Segment Open

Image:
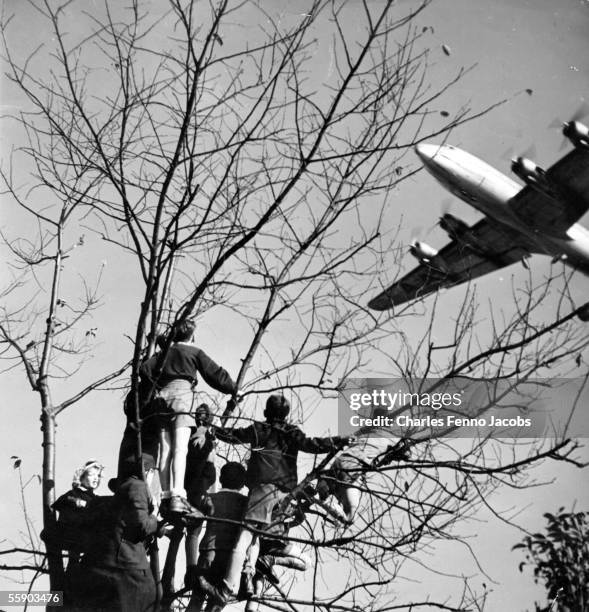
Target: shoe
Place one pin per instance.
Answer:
(247, 584)
(220, 595)
(267, 571)
(165, 507)
(191, 577)
(179, 505)
(335, 510)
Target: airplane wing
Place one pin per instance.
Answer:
(570, 177)
(485, 248)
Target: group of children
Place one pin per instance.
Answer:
(245, 535)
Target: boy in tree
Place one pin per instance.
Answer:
(174, 375)
(219, 539)
(271, 475)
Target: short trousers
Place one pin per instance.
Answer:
(179, 397)
(261, 502)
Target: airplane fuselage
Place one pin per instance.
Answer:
(490, 191)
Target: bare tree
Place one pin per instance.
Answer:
(235, 177)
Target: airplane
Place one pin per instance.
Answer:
(540, 218)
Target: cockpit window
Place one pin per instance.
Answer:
(467, 196)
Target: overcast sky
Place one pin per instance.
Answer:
(541, 45)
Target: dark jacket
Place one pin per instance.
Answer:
(227, 504)
(77, 513)
(200, 474)
(184, 361)
(274, 450)
(120, 537)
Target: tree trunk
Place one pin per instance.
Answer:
(54, 556)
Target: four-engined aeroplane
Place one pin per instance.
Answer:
(540, 218)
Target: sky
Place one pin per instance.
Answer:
(514, 45)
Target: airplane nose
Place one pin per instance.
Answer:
(426, 152)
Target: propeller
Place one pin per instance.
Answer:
(445, 206)
(557, 123)
(416, 233)
(530, 153)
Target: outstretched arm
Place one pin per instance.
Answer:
(214, 375)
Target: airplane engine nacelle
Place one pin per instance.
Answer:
(577, 133)
(422, 252)
(528, 171)
(453, 226)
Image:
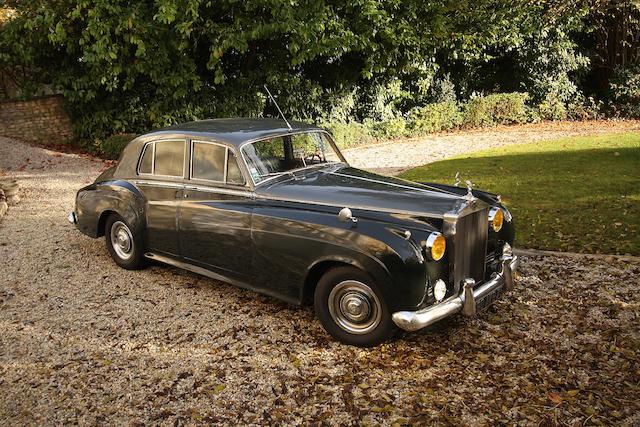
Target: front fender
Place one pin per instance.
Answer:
(94, 202)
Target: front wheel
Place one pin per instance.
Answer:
(123, 246)
(351, 309)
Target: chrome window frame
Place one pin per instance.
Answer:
(153, 160)
(228, 151)
(280, 135)
(226, 157)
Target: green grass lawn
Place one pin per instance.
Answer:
(575, 194)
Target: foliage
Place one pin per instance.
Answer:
(625, 89)
(110, 147)
(502, 108)
(131, 66)
(350, 134)
(562, 193)
(435, 117)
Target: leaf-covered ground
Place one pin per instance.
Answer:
(83, 341)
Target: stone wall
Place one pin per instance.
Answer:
(43, 119)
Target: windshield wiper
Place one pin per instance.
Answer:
(278, 174)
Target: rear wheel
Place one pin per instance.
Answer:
(351, 308)
(123, 246)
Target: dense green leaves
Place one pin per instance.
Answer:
(128, 66)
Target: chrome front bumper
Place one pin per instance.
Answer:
(72, 218)
(464, 302)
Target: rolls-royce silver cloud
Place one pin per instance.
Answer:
(278, 210)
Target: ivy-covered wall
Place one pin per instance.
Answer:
(43, 118)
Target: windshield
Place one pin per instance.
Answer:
(283, 154)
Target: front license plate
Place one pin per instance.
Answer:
(488, 299)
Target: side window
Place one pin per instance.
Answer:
(169, 158)
(146, 163)
(208, 161)
(234, 176)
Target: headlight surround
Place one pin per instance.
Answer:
(436, 246)
(496, 218)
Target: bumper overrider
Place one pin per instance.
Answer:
(465, 302)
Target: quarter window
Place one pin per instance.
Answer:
(146, 164)
(169, 158)
(214, 162)
(208, 161)
(234, 176)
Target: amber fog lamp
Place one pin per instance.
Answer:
(496, 218)
(436, 246)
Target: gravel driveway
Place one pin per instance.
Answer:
(83, 341)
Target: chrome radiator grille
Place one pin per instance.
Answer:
(470, 246)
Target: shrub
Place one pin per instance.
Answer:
(350, 134)
(625, 90)
(434, 117)
(552, 108)
(391, 128)
(583, 108)
(110, 147)
(491, 110)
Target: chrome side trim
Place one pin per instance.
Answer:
(428, 188)
(159, 184)
(360, 207)
(465, 301)
(163, 184)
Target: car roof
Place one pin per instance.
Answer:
(234, 131)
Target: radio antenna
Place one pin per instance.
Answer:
(278, 107)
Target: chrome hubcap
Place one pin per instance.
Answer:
(121, 240)
(354, 307)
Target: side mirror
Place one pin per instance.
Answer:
(346, 215)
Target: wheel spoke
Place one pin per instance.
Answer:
(121, 240)
(354, 307)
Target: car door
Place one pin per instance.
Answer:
(215, 213)
(161, 173)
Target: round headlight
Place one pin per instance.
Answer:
(496, 217)
(436, 246)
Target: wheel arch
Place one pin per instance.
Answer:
(376, 270)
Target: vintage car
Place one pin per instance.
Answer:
(279, 210)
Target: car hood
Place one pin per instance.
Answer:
(344, 186)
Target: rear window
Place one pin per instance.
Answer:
(208, 161)
(163, 158)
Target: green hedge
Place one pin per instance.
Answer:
(480, 111)
(498, 109)
(110, 147)
(434, 118)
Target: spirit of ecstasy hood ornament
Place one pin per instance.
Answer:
(469, 195)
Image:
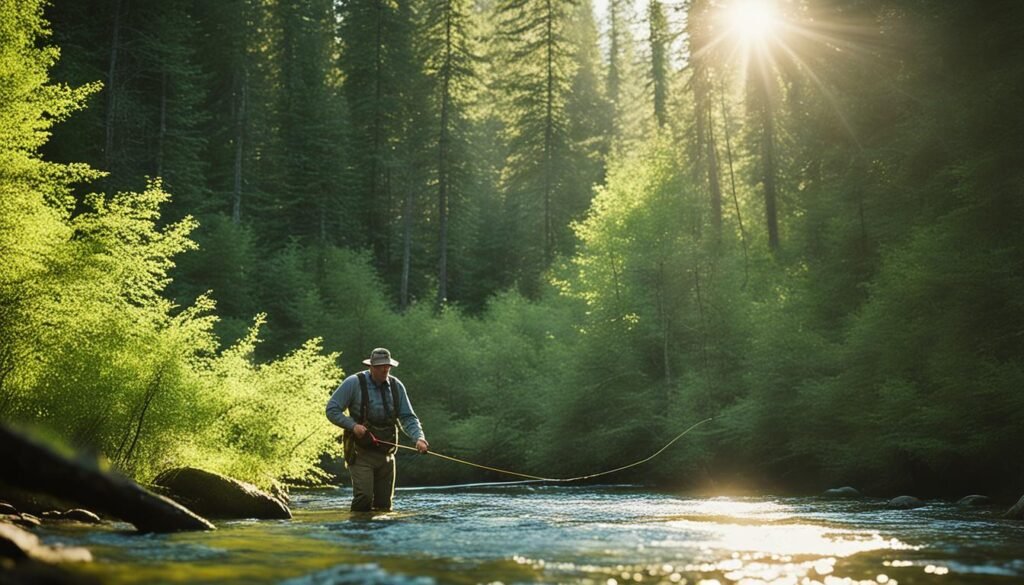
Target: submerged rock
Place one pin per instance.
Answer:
(904, 503)
(18, 544)
(24, 559)
(844, 492)
(217, 496)
(974, 500)
(31, 465)
(1017, 511)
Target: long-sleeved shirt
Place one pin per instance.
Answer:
(348, 397)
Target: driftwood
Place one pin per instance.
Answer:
(31, 465)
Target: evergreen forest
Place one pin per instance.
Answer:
(581, 227)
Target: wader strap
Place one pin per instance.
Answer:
(366, 399)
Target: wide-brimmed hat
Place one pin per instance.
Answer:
(380, 357)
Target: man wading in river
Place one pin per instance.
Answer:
(377, 404)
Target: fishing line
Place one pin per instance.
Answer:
(535, 478)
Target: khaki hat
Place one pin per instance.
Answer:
(380, 357)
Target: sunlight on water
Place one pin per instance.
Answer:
(592, 536)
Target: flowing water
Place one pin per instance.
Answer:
(599, 535)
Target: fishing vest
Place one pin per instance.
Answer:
(384, 430)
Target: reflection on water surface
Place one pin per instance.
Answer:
(602, 535)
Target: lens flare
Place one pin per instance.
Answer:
(751, 21)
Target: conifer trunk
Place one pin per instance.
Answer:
(112, 87)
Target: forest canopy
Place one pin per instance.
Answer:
(580, 232)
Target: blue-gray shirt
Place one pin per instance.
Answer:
(348, 397)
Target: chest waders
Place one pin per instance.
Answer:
(384, 430)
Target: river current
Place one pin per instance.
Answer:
(608, 535)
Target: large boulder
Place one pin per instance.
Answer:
(844, 492)
(24, 559)
(18, 544)
(31, 465)
(904, 503)
(217, 496)
(1017, 512)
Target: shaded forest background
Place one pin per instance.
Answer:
(579, 235)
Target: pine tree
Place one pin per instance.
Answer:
(446, 46)
(537, 81)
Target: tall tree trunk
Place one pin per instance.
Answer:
(240, 103)
(768, 163)
(407, 245)
(112, 87)
(549, 136)
(162, 134)
(658, 60)
(442, 162)
(702, 110)
(732, 186)
(377, 160)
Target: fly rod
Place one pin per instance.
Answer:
(531, 478)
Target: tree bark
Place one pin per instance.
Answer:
(112, 87)
(442, 162)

Segment Closed

■ ASSIGNMENT ■
Leaving out every picture, repeat exactly the lines of the records from the start through the line that has "Target: airplane fuselage".

■ EXPECTED OUTPUT ■
Image:
Target: shoe
Place one pin per instance.
Answer:
(247, 584)
(220, 595)
(267, 571)
(165, 507)
(191, 577)
(179, 505)
(335, 510)
Target: airplane wing
Place one pin per instance.
Answer:
(570, 177)
(485, 248)
Target: group of children
Place one pin per instance.
Answer:
(245, 535)
Target: boy in tree
Place one pin per instance.
Answer:
(174, 375)
(219, 539)
(271, 475)
Target: short trousers
Place one pin per instance.
Answer:
(179, 397)
(261, 502)
Target: airplane fuselage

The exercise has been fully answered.